- **抜粋文**
────────────────────────────────────────
米国側は、シンガポール首脳会談の精神に反する<一方的且つ強盗的な非核化要求>だけ持ち出してきた

 

▲去る6日〜7日開かれた朝米高位級会談で、キム・ヨンチョル労働党副委員長(左)と、チェ・ソンヒ(崔善姫)次官。後ろ姿は、米国のポンペイオ国務委員長

【要約】
6日〜7日に行われた、最初の朝米高位級会談における、米国側の態度と立場は、実に遺憾極まりないものだ。
●米国側は、シンガポール首脳対面と会談の精神に反する、一方的であって、強盗的な、(朝鮮に対する)非核化要求だけ持ち出してきた。
●米国側は、朝鮮半島での緊張を緩和し、強固な平和保障体制を構築するための最初の工程である終戦宣言に対し、首脳会談で既に合意されたものであるにも拘らず、あれこれ条件と口実をつけながら、遠くへ先送りしようとする立場をとった。
●米国側は、合同軍事演習を一時的に取り消したことを大きな譲歩のように宣伝したが、銃一丁廃棄せず、全ての兵力を従前の自己位置のままにしている状態では、任意の瞬間に再開される極めて可逆的な措置であって、我々が執った核試験場の不可逆的な爆破廃棄措置に比べれば、対比さえ出来ない問題である。
●米国側が、焦燥感に捉われ、以前の行政府(政権)が執って来た古い方式を、我々に強要しようとすれば、問題解決にどんな助けにもならないだろう。それが悲劇的な結果へと繋がらないと言う担保は何処にもない。
●信頼醸成を前面に出しながら、段階的に同時行動原則で解くことができる問題から一つずつ解決していくことが、朝鮮半島の非核化実現の最も近道である。
●我々は、トランプ大統領に対する信頼心を、まだ、そのまま大切にしまっている。


【本文】

朝鮮民主主義人民共和国外務省のスポークスマンは7日、次のような談話を発表した。 歴史的な、最初の朝米首脳対面と会談が行われた後、国際社会の期待と関心は、朝米首脳会談の共同声明の履行の為の朝米高位級会談に注がれた。
────────────────────────────────────────
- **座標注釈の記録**
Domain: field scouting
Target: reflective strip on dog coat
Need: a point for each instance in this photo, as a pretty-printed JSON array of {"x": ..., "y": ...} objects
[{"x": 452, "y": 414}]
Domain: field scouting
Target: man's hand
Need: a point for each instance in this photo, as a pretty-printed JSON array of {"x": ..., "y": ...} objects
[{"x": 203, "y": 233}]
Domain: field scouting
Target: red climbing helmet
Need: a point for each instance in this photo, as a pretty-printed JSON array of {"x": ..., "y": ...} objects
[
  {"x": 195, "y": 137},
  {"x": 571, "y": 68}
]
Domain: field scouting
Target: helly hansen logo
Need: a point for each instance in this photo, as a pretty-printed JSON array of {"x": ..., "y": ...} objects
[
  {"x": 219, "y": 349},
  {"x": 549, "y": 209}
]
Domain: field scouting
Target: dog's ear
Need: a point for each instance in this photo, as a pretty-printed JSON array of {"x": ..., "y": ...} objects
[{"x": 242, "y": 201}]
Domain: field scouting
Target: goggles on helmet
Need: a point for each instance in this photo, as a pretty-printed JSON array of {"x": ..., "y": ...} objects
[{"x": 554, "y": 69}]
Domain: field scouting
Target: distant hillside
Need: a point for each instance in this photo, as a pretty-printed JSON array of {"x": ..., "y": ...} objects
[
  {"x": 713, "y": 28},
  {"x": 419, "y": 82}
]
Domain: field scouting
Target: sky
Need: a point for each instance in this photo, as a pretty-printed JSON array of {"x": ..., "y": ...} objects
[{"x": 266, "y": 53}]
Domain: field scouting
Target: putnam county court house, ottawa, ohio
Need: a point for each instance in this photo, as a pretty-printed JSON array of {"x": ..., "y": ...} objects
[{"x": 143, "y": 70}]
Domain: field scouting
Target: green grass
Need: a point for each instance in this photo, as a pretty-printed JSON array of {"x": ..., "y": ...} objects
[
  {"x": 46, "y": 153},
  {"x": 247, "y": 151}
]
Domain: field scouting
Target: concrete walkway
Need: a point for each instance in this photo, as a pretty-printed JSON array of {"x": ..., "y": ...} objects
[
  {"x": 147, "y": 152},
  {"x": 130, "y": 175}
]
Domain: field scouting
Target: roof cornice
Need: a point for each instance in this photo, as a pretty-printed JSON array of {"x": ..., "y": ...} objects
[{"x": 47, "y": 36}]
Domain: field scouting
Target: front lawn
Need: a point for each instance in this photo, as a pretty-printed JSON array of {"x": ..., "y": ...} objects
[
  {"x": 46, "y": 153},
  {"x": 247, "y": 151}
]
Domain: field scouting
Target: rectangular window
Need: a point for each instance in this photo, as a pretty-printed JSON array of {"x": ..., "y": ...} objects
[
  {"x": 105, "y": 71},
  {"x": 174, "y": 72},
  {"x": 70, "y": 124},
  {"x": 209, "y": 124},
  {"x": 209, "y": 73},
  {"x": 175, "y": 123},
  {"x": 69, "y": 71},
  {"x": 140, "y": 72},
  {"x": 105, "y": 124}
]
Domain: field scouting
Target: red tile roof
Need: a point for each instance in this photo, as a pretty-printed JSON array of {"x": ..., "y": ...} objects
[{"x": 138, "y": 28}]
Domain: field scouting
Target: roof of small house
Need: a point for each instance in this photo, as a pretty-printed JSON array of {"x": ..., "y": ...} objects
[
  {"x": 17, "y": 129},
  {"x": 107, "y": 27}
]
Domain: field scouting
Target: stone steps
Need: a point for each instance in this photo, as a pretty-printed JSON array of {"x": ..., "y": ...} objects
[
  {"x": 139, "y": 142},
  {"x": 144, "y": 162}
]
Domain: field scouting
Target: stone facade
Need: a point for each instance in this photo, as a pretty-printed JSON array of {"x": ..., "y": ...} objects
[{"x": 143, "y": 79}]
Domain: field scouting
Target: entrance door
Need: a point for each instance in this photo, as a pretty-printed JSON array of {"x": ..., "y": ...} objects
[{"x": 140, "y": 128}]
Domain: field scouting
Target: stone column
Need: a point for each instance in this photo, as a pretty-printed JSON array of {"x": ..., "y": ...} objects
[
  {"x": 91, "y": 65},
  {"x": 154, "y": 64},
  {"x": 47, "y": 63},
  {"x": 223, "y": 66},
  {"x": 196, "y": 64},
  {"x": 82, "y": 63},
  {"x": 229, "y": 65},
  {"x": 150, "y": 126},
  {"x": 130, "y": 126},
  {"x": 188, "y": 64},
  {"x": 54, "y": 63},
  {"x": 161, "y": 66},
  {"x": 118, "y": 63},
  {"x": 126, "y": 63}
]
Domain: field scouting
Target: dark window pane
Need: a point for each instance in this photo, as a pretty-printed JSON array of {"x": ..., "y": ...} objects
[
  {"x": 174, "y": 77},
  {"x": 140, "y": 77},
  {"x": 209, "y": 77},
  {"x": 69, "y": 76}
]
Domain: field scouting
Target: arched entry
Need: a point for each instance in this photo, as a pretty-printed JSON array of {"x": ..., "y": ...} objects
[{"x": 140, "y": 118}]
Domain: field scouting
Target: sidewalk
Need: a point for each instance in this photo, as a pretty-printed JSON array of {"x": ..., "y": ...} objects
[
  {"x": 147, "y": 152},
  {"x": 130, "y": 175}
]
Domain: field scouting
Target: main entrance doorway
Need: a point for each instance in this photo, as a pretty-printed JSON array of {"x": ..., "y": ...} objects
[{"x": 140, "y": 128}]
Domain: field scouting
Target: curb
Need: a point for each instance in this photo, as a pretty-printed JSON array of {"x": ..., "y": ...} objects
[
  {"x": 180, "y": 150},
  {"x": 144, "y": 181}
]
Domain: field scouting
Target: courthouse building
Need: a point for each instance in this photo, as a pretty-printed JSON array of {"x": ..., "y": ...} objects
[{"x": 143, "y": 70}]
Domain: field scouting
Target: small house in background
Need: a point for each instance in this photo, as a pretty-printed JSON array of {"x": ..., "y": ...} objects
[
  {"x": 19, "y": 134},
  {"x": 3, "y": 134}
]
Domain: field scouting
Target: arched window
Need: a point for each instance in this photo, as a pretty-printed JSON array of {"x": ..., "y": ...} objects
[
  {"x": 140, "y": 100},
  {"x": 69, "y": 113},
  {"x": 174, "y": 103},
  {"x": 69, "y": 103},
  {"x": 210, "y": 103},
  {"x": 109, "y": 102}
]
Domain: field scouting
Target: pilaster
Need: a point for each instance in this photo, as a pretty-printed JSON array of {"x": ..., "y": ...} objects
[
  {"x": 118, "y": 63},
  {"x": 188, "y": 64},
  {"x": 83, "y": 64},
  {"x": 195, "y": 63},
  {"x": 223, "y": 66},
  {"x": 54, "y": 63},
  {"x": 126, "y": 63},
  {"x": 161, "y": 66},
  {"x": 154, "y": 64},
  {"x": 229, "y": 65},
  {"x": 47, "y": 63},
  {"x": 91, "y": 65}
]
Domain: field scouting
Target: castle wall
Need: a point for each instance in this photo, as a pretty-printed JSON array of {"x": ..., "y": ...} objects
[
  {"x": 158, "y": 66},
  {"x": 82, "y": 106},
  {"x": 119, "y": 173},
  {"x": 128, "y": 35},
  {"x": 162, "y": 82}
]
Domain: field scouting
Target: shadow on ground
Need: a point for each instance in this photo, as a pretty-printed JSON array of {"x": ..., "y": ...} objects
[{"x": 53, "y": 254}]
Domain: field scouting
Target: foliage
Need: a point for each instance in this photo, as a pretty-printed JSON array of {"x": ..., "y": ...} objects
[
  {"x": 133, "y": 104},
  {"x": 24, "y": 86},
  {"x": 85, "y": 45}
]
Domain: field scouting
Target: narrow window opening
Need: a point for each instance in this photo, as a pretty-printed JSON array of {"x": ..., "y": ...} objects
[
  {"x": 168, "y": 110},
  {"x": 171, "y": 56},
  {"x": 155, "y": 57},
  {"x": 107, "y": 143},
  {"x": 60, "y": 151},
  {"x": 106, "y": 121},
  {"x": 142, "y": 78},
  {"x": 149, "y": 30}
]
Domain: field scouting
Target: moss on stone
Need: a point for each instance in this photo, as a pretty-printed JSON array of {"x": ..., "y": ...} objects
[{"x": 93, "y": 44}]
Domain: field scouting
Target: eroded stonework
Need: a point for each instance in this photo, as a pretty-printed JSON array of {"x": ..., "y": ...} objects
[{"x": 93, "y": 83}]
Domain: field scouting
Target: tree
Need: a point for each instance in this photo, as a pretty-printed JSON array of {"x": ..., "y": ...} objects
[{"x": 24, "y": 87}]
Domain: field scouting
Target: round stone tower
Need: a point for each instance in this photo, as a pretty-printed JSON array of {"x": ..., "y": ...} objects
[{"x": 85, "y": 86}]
────────────────────────────────────────
- **課題**
朝米高位級会談に関する抜粋文から、「米国側は、シンガポール首脳会」から「対比さえ出来ない問題である。」までを一字も変えずに書き抜くこと。 これらの項目は抜粋文とは無関係である。

- **解答**
米国側は、シンガポール首脳会談の精神に反する<一方的且つ強盗的な非核化要求>だけ持ち出してきた

 

▲去る6日〜7日開かれた朝米高位級会談で、キム・ヨンチョル労働党副委員長(左)と、チェ・ソンヒ(崔善姫)次官。後ろ姿は、米国のポンペイオ国務委員長

【要約】
6日〜7日に行われた、最初の朝米高位級会談における、米国側の態度と立場は、実に遺憾極まりないものだ。
●米国側は、シンガポール首脳対面と会談の精神に反する、一方的であって、強盗的な、(朝鮮に対する)非核化要求だけ持ち出してきた。
●米国側は、朝鮮半島での緊張を緩和し、強固な平和保障体制を構築するための最初の工程である終戦宣言に対し、首脳会談で既に合意されたものであるにも拘らず、あれこれ条件と口実をつけながら、遠くへ先送りしようとする立場をとった。
●米国側は、合同軍事演習を一時的に取り消したことを大きな譲歩のように宣伝したが、銃一丁廃棄せず、全ての兵力を従前の自己位置のままにしている状態では、任意の瞬間に再開される極めて可逆的な措置であって、我々が執った核試験場の不可逆的な爆破廃棄措置に比べれば、対比さえ出来ない問題である。